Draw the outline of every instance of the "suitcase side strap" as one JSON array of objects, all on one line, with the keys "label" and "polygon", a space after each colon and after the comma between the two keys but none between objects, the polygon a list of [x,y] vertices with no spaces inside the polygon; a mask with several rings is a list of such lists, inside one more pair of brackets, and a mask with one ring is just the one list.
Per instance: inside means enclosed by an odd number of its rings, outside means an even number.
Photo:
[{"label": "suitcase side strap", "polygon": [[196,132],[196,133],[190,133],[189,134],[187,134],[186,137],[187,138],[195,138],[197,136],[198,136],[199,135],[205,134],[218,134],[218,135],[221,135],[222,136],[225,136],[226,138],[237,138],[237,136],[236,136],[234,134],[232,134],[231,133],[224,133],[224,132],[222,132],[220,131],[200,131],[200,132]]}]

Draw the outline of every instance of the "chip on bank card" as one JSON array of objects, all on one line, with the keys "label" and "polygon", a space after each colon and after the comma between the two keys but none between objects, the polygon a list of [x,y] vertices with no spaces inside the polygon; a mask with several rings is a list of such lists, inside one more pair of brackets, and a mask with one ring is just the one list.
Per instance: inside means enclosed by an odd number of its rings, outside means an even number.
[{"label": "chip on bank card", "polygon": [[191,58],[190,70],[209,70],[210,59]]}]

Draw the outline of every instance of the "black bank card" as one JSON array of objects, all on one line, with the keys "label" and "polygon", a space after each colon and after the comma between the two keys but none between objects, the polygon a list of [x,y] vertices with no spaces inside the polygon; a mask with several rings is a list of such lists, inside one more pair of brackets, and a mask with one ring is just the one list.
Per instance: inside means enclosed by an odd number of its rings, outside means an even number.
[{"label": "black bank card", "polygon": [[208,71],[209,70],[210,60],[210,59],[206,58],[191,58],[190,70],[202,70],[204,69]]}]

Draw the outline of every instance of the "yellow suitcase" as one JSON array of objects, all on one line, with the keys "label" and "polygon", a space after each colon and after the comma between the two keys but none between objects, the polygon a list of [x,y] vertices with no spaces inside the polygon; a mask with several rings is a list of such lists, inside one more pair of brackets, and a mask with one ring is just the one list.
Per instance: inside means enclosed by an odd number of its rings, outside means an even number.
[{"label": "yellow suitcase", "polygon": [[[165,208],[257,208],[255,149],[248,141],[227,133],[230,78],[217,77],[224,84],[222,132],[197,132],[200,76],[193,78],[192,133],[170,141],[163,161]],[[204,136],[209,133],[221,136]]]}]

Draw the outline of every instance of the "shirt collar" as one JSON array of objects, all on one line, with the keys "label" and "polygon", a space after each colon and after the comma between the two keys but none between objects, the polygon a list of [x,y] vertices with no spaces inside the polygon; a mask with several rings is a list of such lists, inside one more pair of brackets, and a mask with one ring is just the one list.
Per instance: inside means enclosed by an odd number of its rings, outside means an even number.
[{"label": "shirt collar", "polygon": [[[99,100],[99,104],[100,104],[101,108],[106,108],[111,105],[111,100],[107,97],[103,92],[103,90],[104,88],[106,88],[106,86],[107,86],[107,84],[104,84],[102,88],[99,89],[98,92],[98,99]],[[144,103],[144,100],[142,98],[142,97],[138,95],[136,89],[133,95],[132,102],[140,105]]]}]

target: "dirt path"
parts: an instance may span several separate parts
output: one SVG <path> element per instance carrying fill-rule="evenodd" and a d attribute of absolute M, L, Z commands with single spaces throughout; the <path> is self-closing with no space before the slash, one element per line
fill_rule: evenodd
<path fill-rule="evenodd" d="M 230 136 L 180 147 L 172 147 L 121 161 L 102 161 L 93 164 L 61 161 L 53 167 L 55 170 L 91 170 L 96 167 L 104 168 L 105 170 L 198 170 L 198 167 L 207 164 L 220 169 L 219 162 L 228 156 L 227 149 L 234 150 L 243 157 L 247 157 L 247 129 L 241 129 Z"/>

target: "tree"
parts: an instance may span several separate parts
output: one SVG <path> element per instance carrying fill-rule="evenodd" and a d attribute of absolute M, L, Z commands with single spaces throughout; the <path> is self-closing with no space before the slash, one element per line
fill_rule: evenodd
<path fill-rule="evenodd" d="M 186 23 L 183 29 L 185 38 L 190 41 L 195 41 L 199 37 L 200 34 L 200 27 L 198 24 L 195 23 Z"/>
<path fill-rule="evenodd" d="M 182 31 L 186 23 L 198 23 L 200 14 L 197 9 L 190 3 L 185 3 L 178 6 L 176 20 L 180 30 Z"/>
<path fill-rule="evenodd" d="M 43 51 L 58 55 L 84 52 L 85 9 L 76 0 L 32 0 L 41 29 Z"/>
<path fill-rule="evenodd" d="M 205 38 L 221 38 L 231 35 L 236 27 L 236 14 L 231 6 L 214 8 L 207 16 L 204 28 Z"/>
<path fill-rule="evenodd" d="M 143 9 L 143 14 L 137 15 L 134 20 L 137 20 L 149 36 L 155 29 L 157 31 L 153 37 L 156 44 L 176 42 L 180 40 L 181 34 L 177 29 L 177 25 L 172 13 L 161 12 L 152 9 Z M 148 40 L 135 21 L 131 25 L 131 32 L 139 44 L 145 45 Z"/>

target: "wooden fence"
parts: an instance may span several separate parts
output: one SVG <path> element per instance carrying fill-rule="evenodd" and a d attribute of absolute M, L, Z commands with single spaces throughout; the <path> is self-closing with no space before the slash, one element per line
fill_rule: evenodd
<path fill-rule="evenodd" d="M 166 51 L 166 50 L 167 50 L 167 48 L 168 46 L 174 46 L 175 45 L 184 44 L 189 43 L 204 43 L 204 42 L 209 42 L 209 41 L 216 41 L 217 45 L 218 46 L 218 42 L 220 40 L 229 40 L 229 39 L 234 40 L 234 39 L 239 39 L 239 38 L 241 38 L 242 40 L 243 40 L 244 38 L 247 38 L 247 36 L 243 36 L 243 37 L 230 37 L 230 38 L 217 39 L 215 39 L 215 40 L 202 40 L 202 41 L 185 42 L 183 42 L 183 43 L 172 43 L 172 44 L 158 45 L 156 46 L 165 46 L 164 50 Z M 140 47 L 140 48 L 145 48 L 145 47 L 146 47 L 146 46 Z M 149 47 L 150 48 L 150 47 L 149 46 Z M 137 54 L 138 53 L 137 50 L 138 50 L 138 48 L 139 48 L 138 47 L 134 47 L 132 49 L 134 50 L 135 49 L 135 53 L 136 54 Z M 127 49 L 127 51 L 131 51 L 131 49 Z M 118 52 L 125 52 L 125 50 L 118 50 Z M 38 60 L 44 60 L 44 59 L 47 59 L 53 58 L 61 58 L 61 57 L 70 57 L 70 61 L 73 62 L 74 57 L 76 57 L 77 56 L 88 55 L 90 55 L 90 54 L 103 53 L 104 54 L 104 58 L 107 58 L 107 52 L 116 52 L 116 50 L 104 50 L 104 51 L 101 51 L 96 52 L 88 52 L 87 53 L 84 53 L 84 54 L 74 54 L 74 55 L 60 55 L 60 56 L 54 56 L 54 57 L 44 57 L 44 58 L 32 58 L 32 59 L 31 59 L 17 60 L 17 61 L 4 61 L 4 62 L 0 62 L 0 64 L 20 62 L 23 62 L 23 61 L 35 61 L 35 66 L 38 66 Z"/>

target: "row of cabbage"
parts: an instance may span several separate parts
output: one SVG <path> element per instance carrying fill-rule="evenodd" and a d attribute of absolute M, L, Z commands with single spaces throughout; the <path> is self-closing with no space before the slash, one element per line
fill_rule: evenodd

═══

* [Work to do]:
Repeat every record, exactly as written.

* [Exercise output]:
Draw the outline of every instance of the "suitcase side strap" as one JSON array of objects, all on one line, with the keys "label" and "polygon", a space after each colon and after the comma between the two keys but none between objects, the polygon a list of [x,y] vertices with no spaces inside the polygon; a mask with several rings is a list of such lists, inside one more pair of brackets, and a mask with one ring is just the one list.
Per instance: inside means enclosed by an odd number of its rings, outside means an even number.
Photo:
[{"label": "suitcase side strap", "polygon": [[196,132],[196,133],[190,133],[189,134],[187,134],[186,137],[187,138],[195,138],[197,136],[198,136],[199,135],[205,134],[218,134],[218,135],[221,135],[222,136],[225,136],[226,138],[237,138],[237,136],[236,136],[234,134],[232,134],[231,133],[224,133],[224,132],[222,132],[220,131],[200,131],[200,132]]}]

Draw the outline of every instance of the "chip on bank card" as one JSON array of objects, all on one line, with the keys "label" and "polygon", a space after each colon and after the comma between the two keys but none between objects, the polygon a list of [x,y] vertices with no spaces inside the polygon; a mask with several rings is a list of such lists, inside one more pair of brackets, and a mask with one ring is just the one list.
Per instance: inside means enclosed by an odd number of its rings, outside means an even number.
[{"label": "chip on bank card", "polygon": [[191,58],[190,70],[209,70],[210,59]]}]

Draw the outline of every instance of the "black bank card" as one JSON array of objects, all on one line, with the keys "label" and "polygon", a space after each colon and after the comma between the two keys but none between objects, the polygon a list of [x,y] vertices with no spaces inside the polygon; a mask with several rings is a list of such lists, inside one more pair of brackets, and a mask with one ring is just the one list.
Per instance: inside means enclosed by an odd number of its rings, outside means an even number.
[{"label": "black bank card", "polygon": [[208,71],[209,70],[210,60],[210,59],[206,58],[191,58],[190,70],[202,70],[204,69]]}]

Draw the outline of every instance of the "yellow suitcase" as one JSON array of objects, all on one line, with the keys "label" and "polygon", a space after each colon and after the comma between the two keys but none between objects, the polygon a list of [x,y] vertices with no spaces inside the polygon; a mask with several rings is a list of such lists, inside one more pair of brackets, and a mask with one ring is just the one list.
Per instance: inside means enclosed by an odd number of its rings, outside means an even number.
[{"label": "yellow suitcase", "polygon": [[[165,208],[257,208],[255,149],[248,141],[227,133],[230,78],[217,77],[224,84],[222,132],[197,132],[200,76],[193,78],[192,133],[170,141],[163,161]],[[204,136],[209,133],[221,136]]]}]

Draw the outline of every instance of the "shirt collar" as one JSON array of objects, all on one line, with the keys "label" and "polygon", a space after each colon and after the comma between the two keys but none between objects, the polygon a list of [x,y] vertices with no spaces inside the polygon; a mask with several rings is a list of such lists, inside one more pair of brackets, and a mask with one ring is just the one list.
Per instance: inside means enclosed by an odd number of its rings, outside means an even number.
[{"label": "shirt collar", "polygon": [[[99,100],[99,104],[100,104],[101,108],[106,108],[111,105],[111,100],[107,97],[103,92],[103,90],[104,88],[106,88],[106,86],[107,86],[107,84],[104,84],[102,88],[99,89],[98,92],[98,99]],[[144,103],[144,100],[142,98],[142,97],[138,95],[136,89],[133,95],[132,102],[140,105]]]}]

target: "dirt path"
parts: an instance may span several separate parts
output: one SVG <path> element per instance carrying fill-rule="evenodd" and a d attribute of absolute M, L, Z commands with single spaces throughout; the <path> is self-closing with no space before the slash, one element per line
fill_rule: evenodd
<path fill-rule="evenodd" d="M 230 136 L 180 147 L 172 147 L 121 161 L 102 161 L 93 164 L 61 161 L 53 167 L 55 170 L 91 170 L 96 167 L 104 168 L 105 170 L 198 170 L 198 167 L 207 164 L 220 169 L 219 162 L 228 156 L 227 149 L 234 150 L 243 157 L 247 157 L 247 129 L 241 129 Z"/>

target: "tree"
parts: an instance may span several separate parts
output: one SVG <path> element per instance carrying fill-rule="evenodd" and a d attribute of absolute M, L, Z commands with single spaces throughout; the <path> is self-closing with no space before the slash, one element per line
fill_rule: evenodd
<path fill-rule="evenodd" d="M 186 23 L 183 29 L 185 38 L 190 41 L 195 41 L 199 37 L 200 34 L 200 27 L 198 24 L 195 23 Z"/>
<path fill-rule="evenodd" d="M 182 31 L 186 23 L 198 23 L 200 14 L 197 9 L 190 3 L 185 3 L 178 6 L 176 20 L 180 30 Z"/>
<path fill-rule="evenodd" d="M 43 51 L 58 55 L 84 52 L 85 9 L 76 0 L 32 0 L 41 29 Z"/>
<path fill-rule="evenodd" d="M 205 38 L 221 38 L 231 35 L 236 27 L 236 14 L 231 6 L 214 8 L 207 16 L 204 28 Z"/>
<path fill-rule="evenodd" d="M 143 9 L 143 14 L 137 15 L 134 20 L 137 20 L 149 36 L 155 29 L 157 31 L 153 37 L 156 44 L 176 42 L 180 40 L 181 34 L 177 29 L 177 25 L 172 13 L 161 12 L 152 9 Z M 148 40 L 135 21 L 131 25 L 131 32 L 139 44 L 145 45 Z"/>

target: "wooden fence"
parts: an instance may span several separate parts
output: one SVG <path> element per instance carrying fill-rule="evenodd" and a d attribute of absolute M, L, Z commands with single spaces throughout; the <path> is self-closing with no space before the slash, one element per line
fill_rule: evenodd
<path fill-rule="evenodd" d="M 166 51 L 166 50 L 167 50 L 167 48 L 168 46 L 174 46 L 175 45 L 184 44 L 189 43 L 204 43 L 204 42 L 209 42 L 209 41 L 216 41 L 217 45 L 218 46 L 218 42 L 220 40 L 229 40 L 229 39 L 234 40 L 234 39 L 239 39 L 239 38 L 241 38 L 242 40 L 243 40 L 244 38 L 247 38 L 247 36 L 243 36 L 243 37 L 230 37 L 230 38 L 217 39 L 215 39 L 215 40 L 202 40 L 202 41 L 185 42 L 183 42 L 183 43 L 172 43 L 172 44 L 158 45 L 156 46 L 165 46 L 164 50 Z M 140 47 L 140 48 L 145 48 L 145 47 L 146 47 L 146 46 Z M 149 47 L 150 48 L 150 47 L 149 46 Z M 137 54 L 138 53 L 137 50 L 138 50 L 138 48 L 139 48 L 138 47 L 134 47 L 132 49 L 134 50 L 135 49 L 135 53 L 136 54 Z M 127 49 L 127 51 L 131 51 L 131 49 Z M 118 52 L 125 52 L 125 50 L 118 50 Z M 38 60 L 44 60 L 44 59 L 47 59 L 53 58 L 61 58 L 61 57 L 70 57 L 70 61 L 73 62 L 74 57 L 76 57 L 77 56 L 88 55 L 90 55 L 90 54 L 103 53 L 104 54 L 104 58 L 107 58 L 107 52 L 116 52 L 116 50 L 104 50 L 104 51 L 101 51 L 96 52 L 88 52 L 87 53 L 84 53 L 84 54 L 74 54 L 74 55 L 60 55 L 60 56 L 54 56 L 54 57 L 44 57 L 44 58 L 32 58 L 32 59 L 31 59 L 17 60 L 17 61 L 4 61 L 4 62 L 0 62 L 0 64 L 20 62 L 23 62 L 23 61 L 35 61 L 35 66 L 38 66 Z"/>

target: "row of cabbage"
parts: an instance may span several separate parts
output: one SVG <path> element per instance carrying fill-rule="evenodd" and a d attribute of absolute M, L, Z commands with single spaces throughout; the <path> is self-closing with no space before the slash, one element per line
fill_rule: evenodd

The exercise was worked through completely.